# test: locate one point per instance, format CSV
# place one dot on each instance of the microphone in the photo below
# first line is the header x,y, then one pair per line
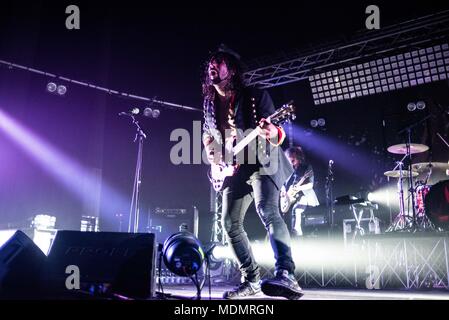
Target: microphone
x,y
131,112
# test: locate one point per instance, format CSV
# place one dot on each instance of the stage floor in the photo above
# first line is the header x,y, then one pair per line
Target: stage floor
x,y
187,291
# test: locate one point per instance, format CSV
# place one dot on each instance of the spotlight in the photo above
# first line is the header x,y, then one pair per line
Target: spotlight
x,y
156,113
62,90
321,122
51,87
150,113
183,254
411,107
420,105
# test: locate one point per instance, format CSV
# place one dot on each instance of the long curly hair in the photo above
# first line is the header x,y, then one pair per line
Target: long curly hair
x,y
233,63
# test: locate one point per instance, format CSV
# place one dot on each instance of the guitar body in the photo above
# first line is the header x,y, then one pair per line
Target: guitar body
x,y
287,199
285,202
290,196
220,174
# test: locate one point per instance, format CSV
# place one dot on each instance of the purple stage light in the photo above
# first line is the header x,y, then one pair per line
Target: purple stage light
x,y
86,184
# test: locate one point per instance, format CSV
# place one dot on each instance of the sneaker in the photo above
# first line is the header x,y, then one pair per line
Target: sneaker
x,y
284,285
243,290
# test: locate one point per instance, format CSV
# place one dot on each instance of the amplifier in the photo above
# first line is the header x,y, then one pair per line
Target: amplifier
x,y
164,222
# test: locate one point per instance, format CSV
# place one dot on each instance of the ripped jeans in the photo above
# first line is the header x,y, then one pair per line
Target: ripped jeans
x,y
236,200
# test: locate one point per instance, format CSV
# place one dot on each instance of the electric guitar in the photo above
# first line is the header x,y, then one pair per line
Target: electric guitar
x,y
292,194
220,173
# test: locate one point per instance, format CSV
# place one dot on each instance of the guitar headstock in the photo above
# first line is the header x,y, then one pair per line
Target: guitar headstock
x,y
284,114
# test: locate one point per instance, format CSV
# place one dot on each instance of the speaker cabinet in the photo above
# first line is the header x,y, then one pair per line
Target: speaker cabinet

### [Your assignment]
Could you copy every record above exactly, leaving out the pictures?

### [Exercise answer]
# test: locate one point per instance, format CSV
# place one dot on each instance of the microphone in the photo below
# first line is the header x,y, then one pair per line
Target: microphone
x,y
131,112
# test: locate one point per instance, format CSV
# place one dot on each instance of the stage floor in the photo above
# first line is the header x,y, then one pair per line
Target: stage floor
x,y
187,291
# test: locate one point per instance, format CSV
# place one dot on each instance of the spotlight in the photo above
# first line is the header x,y, then one pair per line
Target: spotlight
x,y
156,113
62,90
321,122
51,87
150,113
183,254
411,107
420,105
# test: locate one point per instance, format CSV
# place one dot on each instance of the long curly hair in the photo above
# first line is the header x,y, then one pair per line
Target: long curly hair
x,y
233,63
# test: locate one point per instance, format CSV
# place one dot on each instance of the guitar body in the photo above
# first line is the header x,y, then one pair per line
Target: guitar body
x,y
287,199
285,202
290,196
220,174
# test: locate one point per instance, format CSV
# place one dot on each instance of the purple stage light in the photo above
# first line is the header x,y, then one pair per line
Target: purple stage light
x,y
86,184
# test: locate one point per instance, format CSV
# place one dot on each instance of the sneaker in the photo above
# first line is the header x,y, then one pair per line
Target: sneaker
x,y
284,285
243,290
# test: locate one point per instance, format CSV
# place one dot on each instance of the amplifier in the photo above
# first line is the header x,y, then one pair per line
Target: amplifier
x,y
164,222
# test: locate one point per instance, format CSV
# place one dot on each instance of the ripped jeans in the photo above
# first line is the header x,y, then one pair per line
Target: ripped jeans
x,y
236,200
# test: locate one point per instance, format CSV
# place one dot on each instance of the electric guitar in the photo above
# first line is the header x,y, then one pair per line
Target: electric guitar
x,y
292,194
220,173
# test: locate one point per instance, format CSV
# place one dot on each instance of the guitar headstock in the photo above
# first line is the header x,y, then one pair per line
Target: guitar headstock
x,y
284,114
# test: locate one point per instance, format CSV
# place one dot on each instance of the speaker cabinet in the photo above
# first line is the header x,y, then one pair per line
Target: speaker cabinet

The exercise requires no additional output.